§ **PROBLEM REQUIREMENTS**
Below are some entries. Repeat exactly the lines from the one with "Objective — one point on each instance of the woman's short" through the one with "Objective — one point on each instance of the glass", and only those.

§ **EXCERPTED RECORDS**
┄┄┄┄┄┄┄┄┄┄┄┄┄┄┄┄┄┄┄┄

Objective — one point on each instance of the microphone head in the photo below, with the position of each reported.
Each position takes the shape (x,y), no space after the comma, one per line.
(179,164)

┄┄┄┄┄┄┄┄┄┄┄┄┄┄┄┄┄┄┄┄

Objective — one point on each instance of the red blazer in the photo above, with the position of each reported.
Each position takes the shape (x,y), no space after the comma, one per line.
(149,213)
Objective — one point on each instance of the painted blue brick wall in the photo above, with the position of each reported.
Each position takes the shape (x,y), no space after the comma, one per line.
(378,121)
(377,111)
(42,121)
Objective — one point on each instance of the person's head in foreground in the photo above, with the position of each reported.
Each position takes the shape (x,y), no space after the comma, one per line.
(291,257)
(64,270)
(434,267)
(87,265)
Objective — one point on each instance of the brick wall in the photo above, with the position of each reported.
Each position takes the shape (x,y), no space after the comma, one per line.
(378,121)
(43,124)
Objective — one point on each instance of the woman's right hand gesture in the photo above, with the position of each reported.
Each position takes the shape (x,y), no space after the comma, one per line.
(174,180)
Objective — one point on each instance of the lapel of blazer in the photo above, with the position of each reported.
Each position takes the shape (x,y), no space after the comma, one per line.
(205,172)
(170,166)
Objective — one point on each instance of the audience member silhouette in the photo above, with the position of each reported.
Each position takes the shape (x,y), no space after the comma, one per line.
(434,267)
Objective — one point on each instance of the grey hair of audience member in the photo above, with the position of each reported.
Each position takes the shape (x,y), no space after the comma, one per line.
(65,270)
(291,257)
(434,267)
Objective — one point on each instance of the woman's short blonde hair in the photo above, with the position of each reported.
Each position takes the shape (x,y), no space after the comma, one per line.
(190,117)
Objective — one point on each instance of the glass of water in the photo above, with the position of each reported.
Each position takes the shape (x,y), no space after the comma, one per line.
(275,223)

┄┄┄┄┄┄┄┄┄┄┄┄┄┄┄┄┄┄┄┄

§ **RESPONSE BELOW**
Objective — one point on each instance of the woman's short blonde hair in the photo above, with the position of each reported.
Each position takes the shape (x,y), no space after the comma, one per line.
(190,117)
Objective — one point on each instance of the glass of water in the photo above, with the position of each reported.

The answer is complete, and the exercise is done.